• [Text to read]:

Anyway, I’m a sucker for traditional games or traditional teams. I’d love to see Notre Dame, Oklahoma, USC or Nebraska fill those vacancies. I know, I know, modern scheduling, and time are factors here, but the question is what I’d like, not what will happen.

2. The recently completed season has gotten us all filled with fresh, good memories. A new crop of players have completed their eligibility and endeared themselves to Crimson Tide faithful forever as have some guys that are still on the roster. Have any of the recent players unseated their predecessors for the top spots on your own personal “all-time greatest” players list? If so, who are they?

I love defense first and foremost. I’d rather see a sack or line of scrimmage stuff than a touchdown. I guess I just like the punishment. There hasn’t been anyone more punishing in recent memory that Rolando McClain. His physicality combined with his intelligence and humble nature easily push him to one of the top spots of most loved players. Javier was great too and you’ve got to give a tip-of-the-hat to Ingram. But for my money, they don’t come any better than Ro. Scoot over Biscuit, you’ve got some company.

3. Conference expansion is all the rage across the country, which in my opinion is a response to the recent and foreseeable dominance in the SEC. Now expansion of our conference is being discussed as a possibility. Are you for or against expansion of the SEC and why? Whether you are pro-expansion or not, list the teams you like to see added (and/or removed) to the league roster if expansion takes place.

This is a little complex. First off, I’m fine with the status quo, but if I’ve learned anything, it’s that the times, they are a changin. You either improve or at best you stagnate and that is the first step to rotting. If any other conference is going to grow beyond twelve members, it is absolutely imperative that the SEC does so as well and if you’re going to do it eventually you’re better to do it sooner rather than later. Sure we all love the way it is, but it won’t always be that way. The Beatles were great when they were churning out stuff like, “She love you” and “I want to hold your hand” but they would have soon been left in the dust bin had it not been for “Sgt. Pepper’s Lonly Hearts Cub Band” and the White Album. The conference has got to change if it wants to remain where it is.

(Lines excerpted from a collection)
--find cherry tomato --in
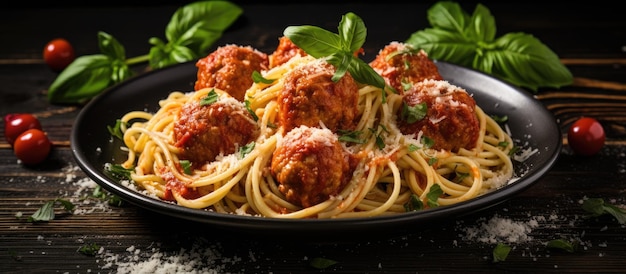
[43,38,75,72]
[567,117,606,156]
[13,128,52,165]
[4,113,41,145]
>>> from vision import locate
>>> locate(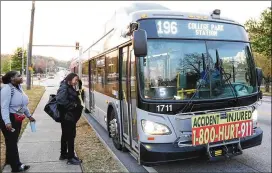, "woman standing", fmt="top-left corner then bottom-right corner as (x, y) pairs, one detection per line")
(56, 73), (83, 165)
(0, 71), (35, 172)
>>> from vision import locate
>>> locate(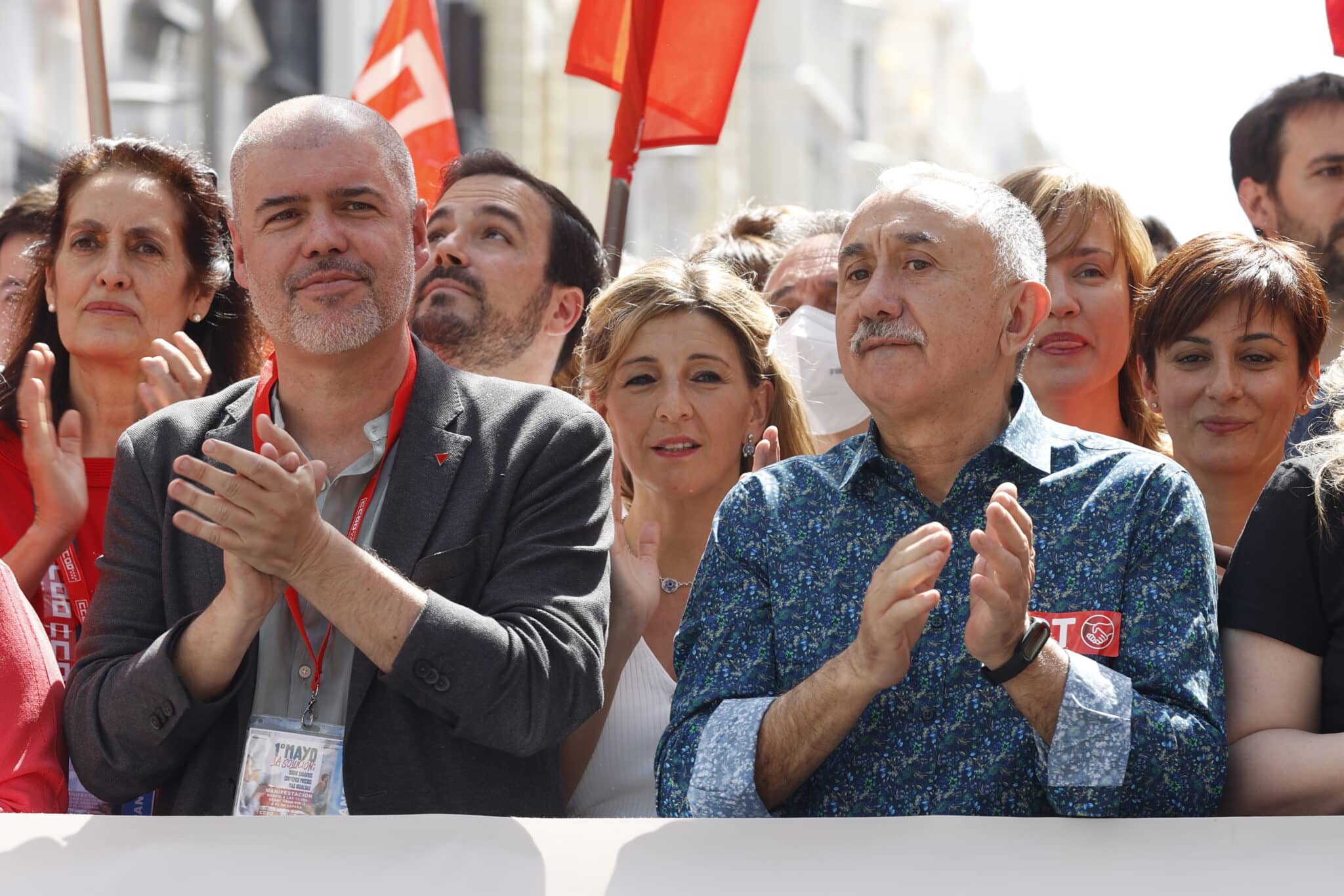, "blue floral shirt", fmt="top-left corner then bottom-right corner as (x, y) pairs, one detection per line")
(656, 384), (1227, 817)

• [Written request A]: According to the Alabama football passage, who is the most punishing player in recent memory?
• [Written request B]: Write the next part of the Alabama football passage, picking up after its final sentence.

• [Answer A]: Rolando McClain

• [Answer B]:
So if it’s going to grow, let’s add some real power. You start with traditional rivals from the ACC: Clemson, Florida State, and Georgia Tech. You can throw Miami in to make it an even sixteen team conference. That way we stay regional and true to our roots. I understand the attraction of Texas, Texas A & M, Oklahoma and Oklahoma State but, a) it’s not regional and 2) something tells me you’ll never get them away from where they are; the Big XII ain’t great but they are far and away the most competitive conference after the SEC and those four teams, along with Nebraska, anchor it. I could be wrong, and often am, but I don’t see any of those four leaving unless the conference completely dissolved.

One final thought on this; I am totally in favor, however far fetched it may seem, of five or six “super-conferences” banding together and forming their own football league completely independent of the NCAA. The NCAA is too broad and detailed in its rules and as a result is arbitrary and capricious in meting out punishments that harm the wrong individuals. Sure the smaller, less traditional football schools won’t like it but it would be better for the “football” schools and we really don’t mind if Auburn rides our coat tails once again (ZING!). There never has and can never be an equal playing field when it comes to football. Is it fair that a school like Boise State doesn’t get the same opportunity as an Alabama or Texas? When it comes to football, absolutely! Football means more to people in Alabama, and Mississippi,  and Louisiana than it does to people in Idaho or Utah and the attendance, revenues and passion confirm that. Just because they have a few good years doesn’t put them on the same ground as the football powers and those powers shouldn’t be penalized so that an artificial “even” playing field can be created. We have that already and it’s called college basketball. Sure the Big Dance is great, but 95% of people don’t give a crap about college basketball until the Dance comes along. Regardless of what anyone says, I just don’t believe that translates to football nor would I want it to. Alright, I’m going to calm down now.

4. Pre-season indications (which are admittedly totally my own prognostications) are that our two biggest rivals, Tennessee and Auburn, are going to suck and be somewhat improved respectively. Agree or disagree?

Since I wrote the question, I’d have to agree. I generally don’t read others’ answers prior to writing my own, but I’m picking up a consensus opinion that people (and by that I mean anyone other than Auburn fans) believe that the Teagles are going to stink this year.  No one doubts UT’s level of sucktitude but all the signs are there: depleted roster and virtually no experience where it matters coupled with new coaches and systems combine for a long, long year on Rocky Top. But down on the Plains things aren’t as transparent.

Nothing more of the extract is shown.